- Die in 2024 at the Museum of Modern Art
- Artist: Faith Ringgold
- Year: 1967
- Catalogue: 199915
- Medium: Oil on canvas
- Dimensions: 182.9 cm × 365.8 cm (72 in × 144 in)
- Location: Museum of Modern Art, New York
- Accession: 212.2016.a-b

= The American People Series 20: Die =

Painting by Faith Ringgold

The American People Series #20: Die is an oil on canvas painting made by American artist Faith Ringgold in 1967. Inspired by Pablo Picasso's painting Guernica (1937) and painted amidst the riots and uprisings of the 1960s, Die is a two-panel work depicting a group of black and white men, women, and children, most of whom are wounded or covered in blood, variously fighting, fleeing, or dying against an abstract grey background. The piece has been extensively cited as among Ringgold's most important and iconic artworks.

REQUEST 1
According to the text on Die, where is the painting held?
REQUEST 2
List the actions that the text on Die says the figures in the painting are shown doing.
REQUEST 3
In one to three sentences, explain what the text on Die gives as the influences behind the painting.
The data play no part in any of this.

Raw records
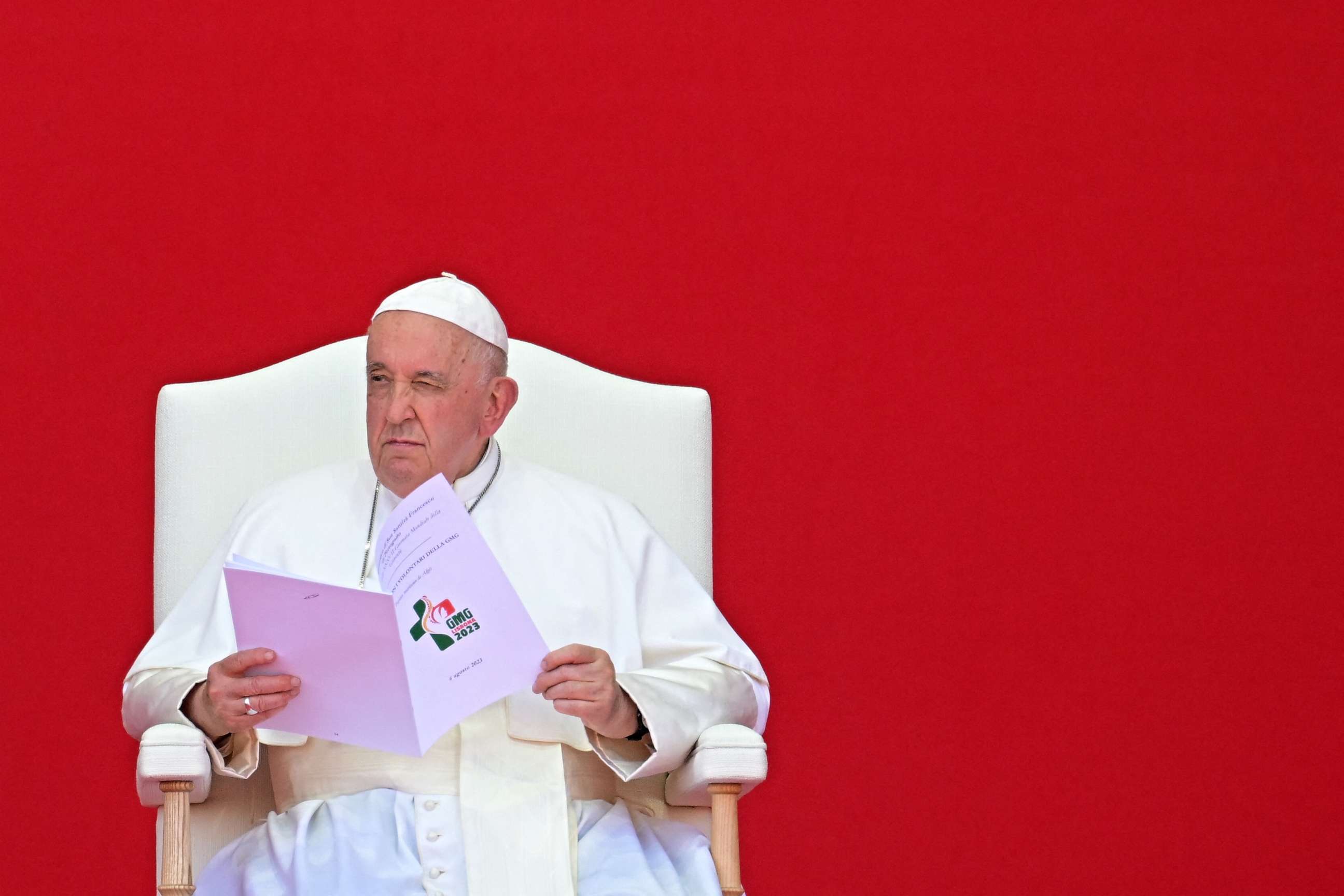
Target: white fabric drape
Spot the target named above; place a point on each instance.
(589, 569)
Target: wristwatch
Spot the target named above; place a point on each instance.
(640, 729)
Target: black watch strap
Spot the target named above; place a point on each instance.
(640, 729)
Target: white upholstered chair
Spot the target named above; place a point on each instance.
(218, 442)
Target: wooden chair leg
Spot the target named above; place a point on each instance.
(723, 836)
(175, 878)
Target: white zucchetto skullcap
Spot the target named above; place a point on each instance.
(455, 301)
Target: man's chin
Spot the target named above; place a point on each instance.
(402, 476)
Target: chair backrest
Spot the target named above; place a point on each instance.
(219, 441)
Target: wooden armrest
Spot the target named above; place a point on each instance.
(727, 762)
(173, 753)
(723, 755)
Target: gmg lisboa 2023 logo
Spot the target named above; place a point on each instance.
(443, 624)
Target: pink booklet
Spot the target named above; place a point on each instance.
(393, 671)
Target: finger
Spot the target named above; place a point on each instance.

TASK ANSWER 1
It is held at the Museum of Modern Art in New York.

TASK ANSWER 2
Fighting, fleeing, and dying.

TASK ANSWER 3
Die was inspired by Pablo Picasso's painting Guernica (1937). It was painted amid the riots and uprisings of the 1960s.